| RECORDS FOR THIS TASK |

+++++

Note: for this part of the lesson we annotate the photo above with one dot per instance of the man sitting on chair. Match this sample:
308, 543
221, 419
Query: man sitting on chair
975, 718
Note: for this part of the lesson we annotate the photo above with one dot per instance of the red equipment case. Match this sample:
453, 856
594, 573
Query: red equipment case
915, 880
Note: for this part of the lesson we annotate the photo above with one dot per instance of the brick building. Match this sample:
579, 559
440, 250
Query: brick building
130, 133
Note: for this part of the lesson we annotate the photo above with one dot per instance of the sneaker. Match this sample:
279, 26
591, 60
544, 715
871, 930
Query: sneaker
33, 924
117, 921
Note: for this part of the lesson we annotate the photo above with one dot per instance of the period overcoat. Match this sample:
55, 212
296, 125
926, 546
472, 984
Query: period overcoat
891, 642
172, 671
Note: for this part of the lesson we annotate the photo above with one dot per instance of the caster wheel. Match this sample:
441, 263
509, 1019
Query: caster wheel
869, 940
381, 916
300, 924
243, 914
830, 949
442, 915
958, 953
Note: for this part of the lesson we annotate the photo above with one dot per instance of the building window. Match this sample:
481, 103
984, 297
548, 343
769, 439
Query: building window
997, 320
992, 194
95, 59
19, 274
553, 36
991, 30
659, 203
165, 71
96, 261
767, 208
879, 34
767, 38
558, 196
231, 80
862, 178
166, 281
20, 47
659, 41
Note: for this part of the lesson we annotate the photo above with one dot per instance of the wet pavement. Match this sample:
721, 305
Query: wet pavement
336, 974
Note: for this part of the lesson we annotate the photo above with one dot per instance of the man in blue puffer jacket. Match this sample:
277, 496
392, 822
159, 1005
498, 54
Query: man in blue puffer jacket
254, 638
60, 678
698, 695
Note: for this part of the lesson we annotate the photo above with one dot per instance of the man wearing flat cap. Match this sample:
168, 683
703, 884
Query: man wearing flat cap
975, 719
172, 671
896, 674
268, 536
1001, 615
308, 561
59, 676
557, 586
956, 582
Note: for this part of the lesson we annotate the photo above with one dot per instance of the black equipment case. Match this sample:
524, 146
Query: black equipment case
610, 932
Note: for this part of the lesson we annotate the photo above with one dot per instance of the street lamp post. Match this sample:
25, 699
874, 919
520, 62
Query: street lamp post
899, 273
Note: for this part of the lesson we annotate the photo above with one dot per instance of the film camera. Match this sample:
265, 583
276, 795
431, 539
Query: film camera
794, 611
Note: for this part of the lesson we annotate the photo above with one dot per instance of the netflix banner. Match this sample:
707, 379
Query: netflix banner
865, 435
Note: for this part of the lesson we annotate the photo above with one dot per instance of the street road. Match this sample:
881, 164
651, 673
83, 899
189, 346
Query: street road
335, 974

+++++

| EXERCISE AIM |
Write out the lines above from the one containing "the wet pavement." through the last, exactly as they are.

| EXPECTED ANSWER |
Note: for this part of the lesson we annotate the photo above with one dot per instance of the wet pavement. Match this sample:
721, 305
Query: wet pavement
336, 974
Note: for this part of the lesson we annotate the photo above with one dot per instance of the man in blue puffer jacket. Match this sample:
277, 496
392, 822
159, 1005
498, 54
Query: man in blue puffer jacket
254, 638
60, 678
698, 695
Note: for this part of the lesson we annotate the photo above with one dot per instance of the man wearing flat cap. Match this sample:
168, 683
703, 884
Query: man wearing flat cap
975, 719
172, 671
896, 674
268, 536
1001, 615
308, 561
59, 676
557, 586
956, 582
Note: for this part of the lesson we annotate the photo above with one dot per instance of the black equipment case. Match this sample:
524, 146
Query: black equipment case
610, 932
Note: for this part of the lesson we annotate the photo above with one dot per instance of the street lamp post. Match this sample:
25, 699
874, 919
520, 62
Query: street lamp post
899, 273
Note: for this part of the lesson we annotate the photo above with one dot per instance of the film camera. Match this sample:
265, 583
276, 795
431, 539
Query: film camera
794, 611
Note: for this part of the lesson we annotate the photo above with one dot per instance of the netflix banner. Match this sample:
707, 379
Query: netflix banner
865, 435
Note: for this part of the lesson we annotate the photo above with one dot per instance of the street road. Match this sample:
881, 164
651, 673
83, 899
189, 346
Query: street road
335, 974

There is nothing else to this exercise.